**** Records to process

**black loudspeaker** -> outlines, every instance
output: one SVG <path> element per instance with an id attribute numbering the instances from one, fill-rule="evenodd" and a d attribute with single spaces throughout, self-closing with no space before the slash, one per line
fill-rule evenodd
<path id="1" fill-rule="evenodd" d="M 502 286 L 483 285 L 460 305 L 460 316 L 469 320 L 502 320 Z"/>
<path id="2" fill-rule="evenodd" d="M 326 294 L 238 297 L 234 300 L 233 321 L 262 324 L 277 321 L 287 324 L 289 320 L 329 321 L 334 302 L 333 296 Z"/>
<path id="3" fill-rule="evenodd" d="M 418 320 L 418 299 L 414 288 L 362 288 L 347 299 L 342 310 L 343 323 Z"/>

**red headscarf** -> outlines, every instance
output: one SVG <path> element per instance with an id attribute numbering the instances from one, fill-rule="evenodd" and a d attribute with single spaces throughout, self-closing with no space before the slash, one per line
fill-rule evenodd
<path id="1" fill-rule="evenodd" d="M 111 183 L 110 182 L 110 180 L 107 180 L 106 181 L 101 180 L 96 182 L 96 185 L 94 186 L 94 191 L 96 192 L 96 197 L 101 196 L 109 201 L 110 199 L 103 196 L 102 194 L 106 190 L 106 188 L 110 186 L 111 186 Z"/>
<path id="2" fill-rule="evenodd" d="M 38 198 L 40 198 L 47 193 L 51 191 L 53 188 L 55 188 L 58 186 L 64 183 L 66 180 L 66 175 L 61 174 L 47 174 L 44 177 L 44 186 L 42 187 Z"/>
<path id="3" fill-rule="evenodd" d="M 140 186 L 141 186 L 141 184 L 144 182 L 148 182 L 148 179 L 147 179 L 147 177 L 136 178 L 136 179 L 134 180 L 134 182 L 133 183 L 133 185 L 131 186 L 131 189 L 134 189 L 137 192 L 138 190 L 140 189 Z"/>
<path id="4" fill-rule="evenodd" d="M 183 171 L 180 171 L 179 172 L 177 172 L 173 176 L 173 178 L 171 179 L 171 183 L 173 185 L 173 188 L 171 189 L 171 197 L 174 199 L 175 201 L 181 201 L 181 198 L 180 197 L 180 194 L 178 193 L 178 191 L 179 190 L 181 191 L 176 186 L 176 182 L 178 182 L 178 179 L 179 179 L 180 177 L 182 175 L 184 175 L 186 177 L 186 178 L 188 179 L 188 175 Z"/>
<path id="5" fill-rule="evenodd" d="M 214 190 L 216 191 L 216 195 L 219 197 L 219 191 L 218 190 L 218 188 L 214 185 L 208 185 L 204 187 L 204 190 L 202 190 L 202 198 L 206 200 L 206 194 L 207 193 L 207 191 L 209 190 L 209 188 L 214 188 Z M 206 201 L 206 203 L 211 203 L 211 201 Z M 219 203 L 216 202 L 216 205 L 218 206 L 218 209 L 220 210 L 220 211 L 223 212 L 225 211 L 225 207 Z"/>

********
**** Records to process

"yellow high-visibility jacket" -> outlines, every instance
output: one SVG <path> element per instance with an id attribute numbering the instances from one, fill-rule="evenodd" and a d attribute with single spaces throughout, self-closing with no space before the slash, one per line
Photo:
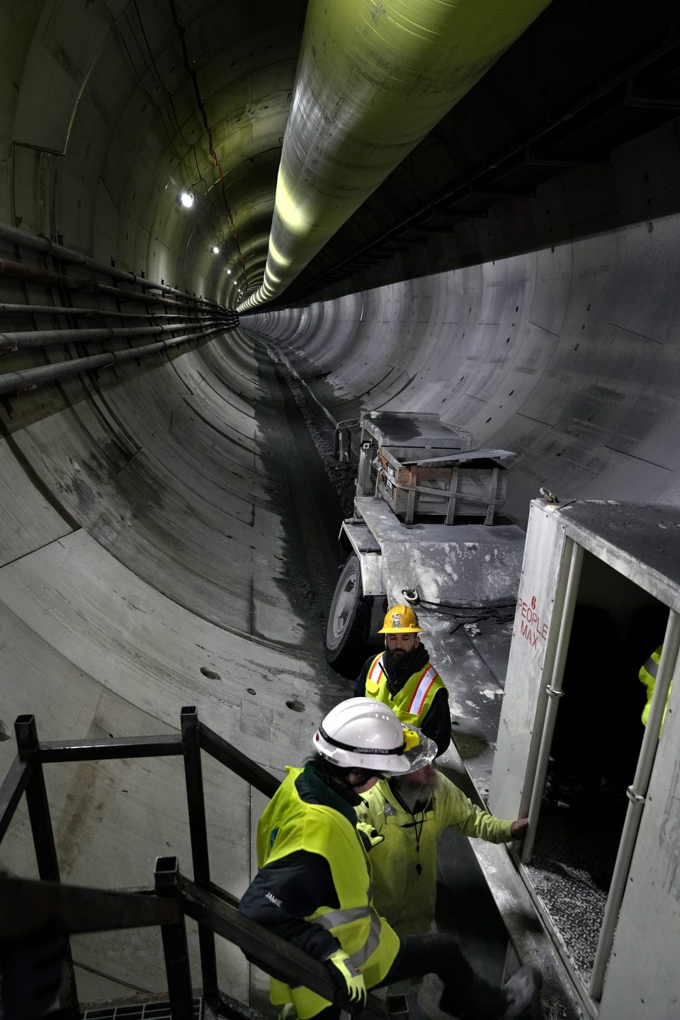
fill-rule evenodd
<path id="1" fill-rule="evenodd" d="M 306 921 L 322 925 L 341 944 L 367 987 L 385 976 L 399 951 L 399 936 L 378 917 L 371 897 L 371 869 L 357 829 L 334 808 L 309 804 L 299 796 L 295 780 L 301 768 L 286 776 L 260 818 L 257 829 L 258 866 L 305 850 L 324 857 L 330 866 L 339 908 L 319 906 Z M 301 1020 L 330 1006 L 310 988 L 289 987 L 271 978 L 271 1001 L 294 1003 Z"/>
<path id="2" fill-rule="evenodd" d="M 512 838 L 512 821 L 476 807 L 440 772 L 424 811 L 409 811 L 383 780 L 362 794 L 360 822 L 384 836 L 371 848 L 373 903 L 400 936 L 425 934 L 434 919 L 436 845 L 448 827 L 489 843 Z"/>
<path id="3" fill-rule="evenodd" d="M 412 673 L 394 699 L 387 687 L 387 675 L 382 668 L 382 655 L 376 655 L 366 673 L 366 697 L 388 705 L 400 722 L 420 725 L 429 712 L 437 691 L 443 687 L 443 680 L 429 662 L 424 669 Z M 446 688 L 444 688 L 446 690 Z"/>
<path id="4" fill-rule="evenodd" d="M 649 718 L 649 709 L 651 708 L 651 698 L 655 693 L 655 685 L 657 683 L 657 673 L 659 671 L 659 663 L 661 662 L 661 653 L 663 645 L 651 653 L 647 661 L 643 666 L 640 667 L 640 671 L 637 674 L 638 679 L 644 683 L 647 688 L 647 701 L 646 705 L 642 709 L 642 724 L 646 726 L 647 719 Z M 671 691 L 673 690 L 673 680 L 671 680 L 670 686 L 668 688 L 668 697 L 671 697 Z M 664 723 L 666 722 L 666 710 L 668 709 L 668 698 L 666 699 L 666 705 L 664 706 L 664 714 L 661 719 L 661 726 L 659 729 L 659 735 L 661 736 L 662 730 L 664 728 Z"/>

********

Challenge:
Could you quote the data verbatim, from the line containing "headscarf** -> outlines, every instance" through the line containing "111 183 L 110", with both of those lines included?

Correct answer:
**red headscarf** -> outlines, every instance
output: one SVG <path> element per instance with an id attribute numbering the instances from one, fill-rule="evenodd" and a d attribute with single spaces throughout, self-closing with no space before the slash, one per line
fill-rule evenodd
<path id="1" fill-rule="evenodd" d="M 111 183 L 110 182 L 110 180 L 107 180 L 106 181 L 101 180 L 96 182 L 96 185 L 94 186 L 94 191 L 96 192 L 96 197 L 101 196 L 109 201 L 110 199 L 103 196 L 102 194 L 106 190 L 106 188 L 110 186 L 111 186 Z"/>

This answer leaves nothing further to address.